A sermon preached at the Baptist Tabernacle of Los Angeles
Lord's Day Morning, November 1, 2015

“In the year that king Uzziah died I saw also the Lord sitting upon a throne, high and lifted up, and his train filled the temple” (Isaiah 6:1).


The Book of Isaiah really begins with this chapter. Many commentators say this is Isaiah’s call as a prophet – and it is that. But it is more than that. I am convinced that this is Isaiah’s conversion as well as his call to prophecy. That has often happened to preachers in the past. When they experienced conversion, they then realized that God wanted them to preach to others. But I think the most important point is that these verses show us how Isaiah was converted. And, if you are going to be converted, you too have to go through some of what Isaiah went through.

I. First, there must be an awareness of God.

You can come to church for years and have no awareness of God. You can study the Bible and say the words of prayer for years without any awareness of God. I have been struck by that thought many times in my life.

Before I went to the Chinese Baptist church I was a member of a Caucasian (white) Baptist church for several years. Although I was only a teenager, I remember thinking that the young people there, nearly all of them, had no relationship with God at all. All they did in Sunday School was go through the assignments and give the answers. Then they wiggled and passed notes to each other during the sermons. They had no life. They had no understanding. There was nothing serious about them. I couldn’t imagine any of them going alone to a quiet place and praying. They were “alienated from the life of God” (Ephesians 4:18).

What was wrong with them? To put it bluntly, they had no God. Didn’t they sometimes think about God? Oh, I’m sure they did. But their idea of God was only an abstract doctrine, or an inner feeling.

We have people right here in our church who have no God. It isn’t uncommon, you know. That is the way almost all people are in the last days, in this post-modern culture. If you said, “God is very real to me. God is the most important person in my life,” what would your school friends think? What would the people at your job think? Wouldn’t they look at you with a blank stare? Wouldn’t they think that you are strange? Now, we’re getting down to reality! They don’t know God – and neither do you! There are young people here this morning who have no more awareness of God than those you talk to every day at school or work.

God is not inside us. That is an important point. If you told your classmates that you are spiritual, that wouldn’t bother them. If you told them you heard about God in church on Sunday, that wouldn’t bother them. But if you looked them in the eyes and said, “God who created the world is the most important and real person in my life,” they would look at you and think you are weird. Why? Because the Bible says,

“There is none that understandeth, there is none that seeketh after God” (Romans 3:11).

REQUIREMENT
Return the part of the sermon between "Before I went" and "an inner feeling.", inclusive, copied word for word. The lines after the sermon are not needed for anything here.

LISTING
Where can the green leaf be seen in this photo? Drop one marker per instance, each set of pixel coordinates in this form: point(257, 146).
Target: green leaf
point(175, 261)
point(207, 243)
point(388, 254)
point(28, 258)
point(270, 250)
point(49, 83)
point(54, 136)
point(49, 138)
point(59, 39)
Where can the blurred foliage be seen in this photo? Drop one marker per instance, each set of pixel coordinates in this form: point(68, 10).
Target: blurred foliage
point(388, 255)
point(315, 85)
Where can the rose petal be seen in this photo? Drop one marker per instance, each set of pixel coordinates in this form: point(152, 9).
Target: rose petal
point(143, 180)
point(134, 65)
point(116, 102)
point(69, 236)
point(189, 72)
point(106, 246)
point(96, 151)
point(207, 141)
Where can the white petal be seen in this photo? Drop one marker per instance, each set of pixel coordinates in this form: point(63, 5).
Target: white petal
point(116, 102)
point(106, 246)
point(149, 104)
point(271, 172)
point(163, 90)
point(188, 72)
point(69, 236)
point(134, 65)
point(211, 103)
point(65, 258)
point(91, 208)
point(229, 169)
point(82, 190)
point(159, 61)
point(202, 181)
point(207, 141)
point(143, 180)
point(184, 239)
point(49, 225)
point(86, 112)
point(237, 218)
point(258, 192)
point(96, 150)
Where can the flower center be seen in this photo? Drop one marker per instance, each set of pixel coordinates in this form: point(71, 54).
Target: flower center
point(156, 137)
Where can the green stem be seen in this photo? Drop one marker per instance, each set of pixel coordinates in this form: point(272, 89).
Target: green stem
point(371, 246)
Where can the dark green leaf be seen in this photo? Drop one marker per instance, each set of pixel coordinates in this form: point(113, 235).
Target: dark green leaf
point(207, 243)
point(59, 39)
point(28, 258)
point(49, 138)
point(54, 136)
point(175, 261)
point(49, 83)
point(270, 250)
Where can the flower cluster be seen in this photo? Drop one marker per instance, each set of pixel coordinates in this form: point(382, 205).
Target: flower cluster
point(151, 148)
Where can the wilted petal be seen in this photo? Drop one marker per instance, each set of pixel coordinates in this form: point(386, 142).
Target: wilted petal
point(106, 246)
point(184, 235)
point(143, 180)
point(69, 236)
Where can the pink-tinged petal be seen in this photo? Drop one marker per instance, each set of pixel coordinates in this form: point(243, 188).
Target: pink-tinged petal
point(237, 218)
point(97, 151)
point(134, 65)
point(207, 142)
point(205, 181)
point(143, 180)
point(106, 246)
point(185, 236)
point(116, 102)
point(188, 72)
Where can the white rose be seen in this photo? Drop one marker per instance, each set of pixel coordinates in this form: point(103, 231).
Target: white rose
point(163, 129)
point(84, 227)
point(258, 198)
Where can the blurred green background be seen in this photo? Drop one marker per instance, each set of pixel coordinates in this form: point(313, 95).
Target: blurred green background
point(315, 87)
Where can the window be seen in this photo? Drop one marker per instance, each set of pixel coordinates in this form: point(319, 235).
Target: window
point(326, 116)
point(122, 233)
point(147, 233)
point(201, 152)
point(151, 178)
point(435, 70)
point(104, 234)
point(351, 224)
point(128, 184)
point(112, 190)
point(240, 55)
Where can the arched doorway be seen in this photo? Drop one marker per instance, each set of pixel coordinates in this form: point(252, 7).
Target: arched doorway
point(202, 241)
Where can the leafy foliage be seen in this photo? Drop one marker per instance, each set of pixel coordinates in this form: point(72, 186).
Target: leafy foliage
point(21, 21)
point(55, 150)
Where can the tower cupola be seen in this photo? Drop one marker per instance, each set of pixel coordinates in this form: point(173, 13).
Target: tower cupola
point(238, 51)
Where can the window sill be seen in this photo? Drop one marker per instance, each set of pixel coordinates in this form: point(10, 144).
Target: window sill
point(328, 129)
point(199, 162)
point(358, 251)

EXERCISE SOLUTION
Before I went to the Chinese Baptist church I was a member of a Caucasian (white) Baptist church for several years. Although I was only a teenager, I remember thinking that the young people there, nearly all of them, had no relationship with God at all. All they did in Sunday School was go through the assignments and give the answers. Then they wiggled and passed notes to each other during the sermons. They had no life. They had no understanding. There was nothing serious about them. I couldn’t imagine any of them going alone to a quiet place and praying. They were “alienated from the life of God” (Ephesians 4:18).

What was wrong with them? To put it bluntly, they had no God. Didn’t they sometimes think about God? Oh, I’m sure they did. But their idea of God was only an abstract doctrine, or an inner feeling.